Extracted text ▸
_ _ _ _
In December, our holiday books come out from their home on the shelf in my room; like the miracles and magic they contain in their pages, they, too, are special and command their own space.
We glance at their covers all year, pulling out one or two on occasion, and look forward to the holidays with them.
In December, we lay aside the Magic Treehouse and the Bailey School Kids books I read each night to my 6-year-old, Monkey — the books my 12-year-old, Middle, is too mature for on her own, but that soothe her when she curls up to listen.
The Boychild, at 17, no longer joins us for regular story times, but he does share commentary on particular favorites when he finds us reading about Jack and Annie, or third-grade-teacher vampires.
In December, though, Boychild squeezes his fully-grown self into my crowded bed so we can pore over “Do You See What I See?” by Arden and David Mead, as we have since he was an only child.
The I Spy-style book offers Advent stories for children, with two days allotted to each photograph that is packed with holiday decorations, angels, Bibles, and rubber ducks. When Boychild was young, we read the book daily throughout Advent. Now, with busy school lives, we try to keep up every two or three days.
The children have the book memorized.
“It’s my turn to find the five Bibles,” says Monkey.
“OK, but I get to find the crown,” Middle replies.
“Can you be quiet and hurry up?” asks Boychild. He always has homework to finish, and he may still resent sharing.
We all know where the crown is, and where the Bibles are — sometimes, we’ve pointed them out the day before. The kids don’t care. We all find every last thing we can, and point out favorite items we haven’t seen since the previous year.
Then, our five minutes of December magic fades — Boychild leaves; Middle, who was squished, says, “Good riddance”; and Monkey begs to pick the next December book from the pile on the bed.
_ _ _ _
Data lines ▸

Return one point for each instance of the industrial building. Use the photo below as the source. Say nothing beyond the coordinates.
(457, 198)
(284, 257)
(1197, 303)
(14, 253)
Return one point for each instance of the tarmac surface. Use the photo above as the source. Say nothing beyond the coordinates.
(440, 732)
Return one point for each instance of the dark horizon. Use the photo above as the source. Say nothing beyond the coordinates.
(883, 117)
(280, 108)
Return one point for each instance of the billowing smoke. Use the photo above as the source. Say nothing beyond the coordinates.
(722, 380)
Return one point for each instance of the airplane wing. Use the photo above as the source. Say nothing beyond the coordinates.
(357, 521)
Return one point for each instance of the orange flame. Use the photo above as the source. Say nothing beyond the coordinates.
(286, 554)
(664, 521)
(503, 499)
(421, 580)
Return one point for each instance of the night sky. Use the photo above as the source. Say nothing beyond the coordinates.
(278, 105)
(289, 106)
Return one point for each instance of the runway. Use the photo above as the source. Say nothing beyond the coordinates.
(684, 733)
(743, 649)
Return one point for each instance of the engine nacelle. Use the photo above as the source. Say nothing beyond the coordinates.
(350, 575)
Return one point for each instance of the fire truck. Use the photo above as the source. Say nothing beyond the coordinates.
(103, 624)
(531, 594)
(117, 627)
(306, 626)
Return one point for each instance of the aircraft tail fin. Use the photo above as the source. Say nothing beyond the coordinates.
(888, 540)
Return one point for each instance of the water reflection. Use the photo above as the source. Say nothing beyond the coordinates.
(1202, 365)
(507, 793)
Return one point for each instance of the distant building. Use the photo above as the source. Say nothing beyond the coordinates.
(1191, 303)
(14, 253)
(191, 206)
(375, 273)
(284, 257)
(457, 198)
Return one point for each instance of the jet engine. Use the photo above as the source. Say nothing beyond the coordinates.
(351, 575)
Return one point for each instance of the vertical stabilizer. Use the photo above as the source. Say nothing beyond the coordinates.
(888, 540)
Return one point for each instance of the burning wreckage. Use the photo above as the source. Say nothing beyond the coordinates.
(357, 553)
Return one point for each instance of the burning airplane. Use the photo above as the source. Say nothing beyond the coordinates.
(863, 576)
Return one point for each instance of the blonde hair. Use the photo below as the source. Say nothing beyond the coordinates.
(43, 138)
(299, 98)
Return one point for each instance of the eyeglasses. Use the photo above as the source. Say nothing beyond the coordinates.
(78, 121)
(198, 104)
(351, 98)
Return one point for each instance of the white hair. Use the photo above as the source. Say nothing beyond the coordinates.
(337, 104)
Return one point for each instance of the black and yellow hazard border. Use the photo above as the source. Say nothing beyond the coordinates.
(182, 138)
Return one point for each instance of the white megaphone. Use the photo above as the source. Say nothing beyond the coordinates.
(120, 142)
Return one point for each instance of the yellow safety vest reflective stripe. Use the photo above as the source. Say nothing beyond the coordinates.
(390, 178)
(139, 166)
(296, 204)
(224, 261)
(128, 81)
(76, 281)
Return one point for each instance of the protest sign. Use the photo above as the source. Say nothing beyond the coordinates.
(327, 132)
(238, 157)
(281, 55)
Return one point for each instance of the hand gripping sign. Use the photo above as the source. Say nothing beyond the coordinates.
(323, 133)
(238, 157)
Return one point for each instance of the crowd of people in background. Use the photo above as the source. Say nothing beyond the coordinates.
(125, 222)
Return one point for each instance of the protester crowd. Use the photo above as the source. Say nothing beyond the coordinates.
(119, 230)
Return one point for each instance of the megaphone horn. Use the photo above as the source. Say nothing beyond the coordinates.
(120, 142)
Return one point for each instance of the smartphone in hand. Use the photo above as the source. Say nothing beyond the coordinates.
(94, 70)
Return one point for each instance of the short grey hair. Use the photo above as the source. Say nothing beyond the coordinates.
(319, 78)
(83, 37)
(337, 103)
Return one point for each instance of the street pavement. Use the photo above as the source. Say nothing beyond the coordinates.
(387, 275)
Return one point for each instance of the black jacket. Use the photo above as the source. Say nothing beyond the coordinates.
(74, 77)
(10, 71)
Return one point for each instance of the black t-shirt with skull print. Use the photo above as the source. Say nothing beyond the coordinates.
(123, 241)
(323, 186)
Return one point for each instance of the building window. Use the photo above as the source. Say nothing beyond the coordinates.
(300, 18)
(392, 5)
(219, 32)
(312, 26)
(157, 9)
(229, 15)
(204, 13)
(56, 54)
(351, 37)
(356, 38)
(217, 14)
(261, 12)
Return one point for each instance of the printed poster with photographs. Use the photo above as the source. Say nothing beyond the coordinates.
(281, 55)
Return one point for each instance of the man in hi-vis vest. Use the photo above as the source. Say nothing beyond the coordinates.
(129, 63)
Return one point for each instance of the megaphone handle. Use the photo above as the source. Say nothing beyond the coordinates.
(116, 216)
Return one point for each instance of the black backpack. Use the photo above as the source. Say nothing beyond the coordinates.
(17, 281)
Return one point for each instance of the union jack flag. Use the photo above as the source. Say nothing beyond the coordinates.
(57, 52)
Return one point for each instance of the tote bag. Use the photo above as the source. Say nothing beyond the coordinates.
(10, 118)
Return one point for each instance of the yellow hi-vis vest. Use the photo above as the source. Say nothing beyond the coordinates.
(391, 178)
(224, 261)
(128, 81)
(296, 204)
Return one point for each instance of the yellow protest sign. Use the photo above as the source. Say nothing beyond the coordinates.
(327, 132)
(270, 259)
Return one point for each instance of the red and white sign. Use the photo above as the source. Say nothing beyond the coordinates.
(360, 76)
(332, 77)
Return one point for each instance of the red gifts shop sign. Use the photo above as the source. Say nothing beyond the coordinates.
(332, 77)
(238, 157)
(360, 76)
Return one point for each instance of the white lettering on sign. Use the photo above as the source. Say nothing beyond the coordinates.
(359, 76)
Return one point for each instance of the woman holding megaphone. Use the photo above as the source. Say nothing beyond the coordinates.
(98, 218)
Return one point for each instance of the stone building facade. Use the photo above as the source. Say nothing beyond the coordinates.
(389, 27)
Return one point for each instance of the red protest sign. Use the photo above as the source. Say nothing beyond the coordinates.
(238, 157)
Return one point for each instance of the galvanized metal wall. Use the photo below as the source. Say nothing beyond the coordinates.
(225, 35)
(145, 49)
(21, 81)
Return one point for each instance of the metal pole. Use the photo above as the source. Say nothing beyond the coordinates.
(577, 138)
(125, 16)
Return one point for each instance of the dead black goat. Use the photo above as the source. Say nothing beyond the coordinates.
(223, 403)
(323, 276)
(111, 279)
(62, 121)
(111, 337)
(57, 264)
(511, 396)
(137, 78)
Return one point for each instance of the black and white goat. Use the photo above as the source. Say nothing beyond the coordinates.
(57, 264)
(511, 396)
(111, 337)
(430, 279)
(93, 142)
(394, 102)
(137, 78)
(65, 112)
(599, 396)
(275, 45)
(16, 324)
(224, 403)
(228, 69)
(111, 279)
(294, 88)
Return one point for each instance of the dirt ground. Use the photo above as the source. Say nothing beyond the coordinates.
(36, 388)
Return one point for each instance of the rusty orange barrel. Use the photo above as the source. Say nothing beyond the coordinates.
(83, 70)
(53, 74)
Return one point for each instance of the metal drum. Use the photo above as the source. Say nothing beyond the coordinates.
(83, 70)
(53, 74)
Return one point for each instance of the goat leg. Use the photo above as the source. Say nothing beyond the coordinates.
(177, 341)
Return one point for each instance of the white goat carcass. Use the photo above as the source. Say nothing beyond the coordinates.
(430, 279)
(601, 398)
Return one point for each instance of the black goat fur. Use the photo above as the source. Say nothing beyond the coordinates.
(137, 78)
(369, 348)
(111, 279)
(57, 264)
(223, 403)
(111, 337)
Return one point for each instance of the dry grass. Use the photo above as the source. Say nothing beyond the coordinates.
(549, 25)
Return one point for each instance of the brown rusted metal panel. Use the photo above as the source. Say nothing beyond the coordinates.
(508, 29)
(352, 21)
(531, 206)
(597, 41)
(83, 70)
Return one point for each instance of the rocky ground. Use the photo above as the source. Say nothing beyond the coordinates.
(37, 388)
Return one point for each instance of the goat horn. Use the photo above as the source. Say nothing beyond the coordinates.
_ _ _ _
Instructions ▸
A – In the holiday books essay, why does Boychild tell the others to be quiet and hurry up while they look through "Do You See What I See?"
B – Pick up the essay about December holiday books after its last sentence and carry it on for another paragraph or two.

The replies ▸
A – He always has homework to finish. He may also still resent having to share the book with his younger sisters.

B –
Often, before the first New York snow, we pull out “Christmas Magic” by Michael Garland. Sometimes, Boychild peeks from the doorway to glance at the amazing artwork. We read it for the sweet story, too: a girl builds a magical snowwoman on Christmas Eve while a new friend moves in next door. The girl awakens during the night to find that inanimate objects have come alive, and creatures have become magical:
“Pets singing? Mice baking? What could be next?” Emily giggled. “This Christmas Eve really is different!”
My girls and I read through other favorites, like Richard Scarry’s “Christmas Mice,” with its wonderful old-fashioned designs; Jane O’Connor’s “Fancy Nancy: Splendiferous Christmas,” with a little girl’s exuberance for all things beautiful that spreads to her holiday; and Karma Wilson’s “Bear Stays Up for Christmas,” in which the woodland creatures of Wilson’s series craft homemade gifts and share hot tea.
“Mrs. Greenberg’s Messy Hanukkah,” by Linda Glaser and illustrated by Nancy Cote, provides a recipe for traditional potato latkes, in the book published by Scholastic Inc.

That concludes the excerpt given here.